#### What you should do:
Provide the data again exactly, including every line that follows.

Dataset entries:

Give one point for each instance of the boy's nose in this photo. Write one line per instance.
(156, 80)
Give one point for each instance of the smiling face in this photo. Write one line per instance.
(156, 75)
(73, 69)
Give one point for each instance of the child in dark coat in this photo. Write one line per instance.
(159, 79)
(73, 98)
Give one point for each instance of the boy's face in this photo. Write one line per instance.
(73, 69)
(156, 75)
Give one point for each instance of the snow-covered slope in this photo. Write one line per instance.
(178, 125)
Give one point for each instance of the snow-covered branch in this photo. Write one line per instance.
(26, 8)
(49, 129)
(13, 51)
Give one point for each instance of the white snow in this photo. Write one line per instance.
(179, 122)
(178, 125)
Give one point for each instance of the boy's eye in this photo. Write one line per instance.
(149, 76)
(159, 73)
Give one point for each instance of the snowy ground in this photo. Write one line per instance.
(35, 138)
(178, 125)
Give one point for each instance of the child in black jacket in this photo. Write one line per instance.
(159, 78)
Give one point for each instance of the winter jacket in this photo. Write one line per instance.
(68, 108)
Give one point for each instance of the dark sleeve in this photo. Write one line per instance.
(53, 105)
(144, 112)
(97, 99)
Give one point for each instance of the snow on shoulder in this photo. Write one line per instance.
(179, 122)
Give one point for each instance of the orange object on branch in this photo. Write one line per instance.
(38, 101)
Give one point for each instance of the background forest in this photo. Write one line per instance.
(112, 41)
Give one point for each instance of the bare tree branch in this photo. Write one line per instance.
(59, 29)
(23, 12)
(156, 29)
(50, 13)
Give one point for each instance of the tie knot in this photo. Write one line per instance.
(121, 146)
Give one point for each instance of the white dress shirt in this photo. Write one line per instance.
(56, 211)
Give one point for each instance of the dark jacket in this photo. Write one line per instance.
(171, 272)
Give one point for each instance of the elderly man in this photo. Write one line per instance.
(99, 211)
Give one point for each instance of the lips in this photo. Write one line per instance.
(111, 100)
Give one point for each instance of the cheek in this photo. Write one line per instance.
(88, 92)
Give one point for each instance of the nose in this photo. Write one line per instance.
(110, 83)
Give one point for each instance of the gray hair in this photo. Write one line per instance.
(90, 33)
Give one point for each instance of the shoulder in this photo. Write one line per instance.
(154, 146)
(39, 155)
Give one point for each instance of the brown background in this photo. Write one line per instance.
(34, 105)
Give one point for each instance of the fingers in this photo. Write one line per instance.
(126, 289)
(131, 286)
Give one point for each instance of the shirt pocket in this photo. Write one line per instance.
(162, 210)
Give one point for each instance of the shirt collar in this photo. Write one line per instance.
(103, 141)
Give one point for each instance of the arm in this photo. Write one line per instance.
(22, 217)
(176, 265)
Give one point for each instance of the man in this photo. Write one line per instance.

#### Answer:
Give one point for each instance of the boy's nose in this photo. Write one line per instance.
(156, 80)
Give one point for each instance of the smiling face in this photo. Write one line per instance.
(156, 75)
(73, 69)
Give one point for each instance of the child in dark coat in this photo. Write one line per instance.
(159, 79)
(73, 98)
Give one point for each instance of the boy's face in this photo. Write one line per instance.
(73, 69)
(156, 75)
Give one point for each instance of the snow-covered slope in this photo. Write one line per instance.
(178, 125)
Give one point for each instance of the snow-covered branch in this photo. Write one line per instance.
(26, 8)
(49, 129)
(13, 51)
Give one point for each instance of the white snow in this photo. Write one line per instance.
(179, 122)
(178, 125)
Give one point for each instance of the boy's eye in this photo. Write one line per instance.
(149, 76)
(159, 73)
Give one point for each instance of the snowy ground in this photo. Write one line per instance.
(35, 138)
(178, 125)
Give one point for each instance of the child in black jacket in this photo. Write one line per instance.
(159, 78)
Give one point for each instance of the winter jacket in this photo. Write one line per instance.
(68, 108)
Give one point for each instance of the dark sleeve in this photo. Write one line per instance.
(53, 105)
(144, 112)
(97, 99)
Give one point for each instance of the snow on shoulder in this photo. Write one line per instance.
(179, 122)
Give one point for each instance of the orange object on branch in this photo. Write one line per instance.
(38, 101)
Give one point for each instance of the background forest in this photo. Write one line per instance.
(112, 41)
Give one point for each instance of the bare tree branch in this photo. Write one line per instance.
(59, 29)
(23, 12)
(156, 29)
(50, 13)
Give one point for each instance of the tie knot in this photo. Write one line per instance.
(121, 146)
Give one point for each instance of the white dress shirt in this photo. Write one line per instance.
(56, 211)
Give one point for each instance of the dark jacket in this photo. Write one line per instance.
(171, 272)
Give one point for each instance of the elderly man in this photo. Write one line per instance.
(99, 211)
Give one point for each instance of the lips in this photo. Write one line per instance.
(111, 100)
Give one point for each instance of the cheek in this photo. Write one line per instance.
(88, 92)
Give one point for each instance of the nose in this photo. Write one line per instance.
(110, 83)
Give one point for each instance of the gray hair in this photo. Write one line per instance.
(90, 33)
Give one point for each instance of the shoulder in this photo. Write one line per instance.
(154, 146)
(39, 155)
Give one point for each instance of the brown background in this photo. Write one line per instance.
(34, 105)
Give one point for each instance of the fingers in this photo. Write one line per instance.
(126, 289)
(131, 286)
Give one point for each instance of the shirt pocket in this photo. Write one line per instance.
(162, 210)
Give one point for each instance of the shirt collar in this photo. Write one line per instance.
(103, 141)
Give one point for each instance of the arm in this photo. Write one line per instance.
(22, 217)
(176, 265)
Give one point for each instance of the man in this photo. Write one line per instance.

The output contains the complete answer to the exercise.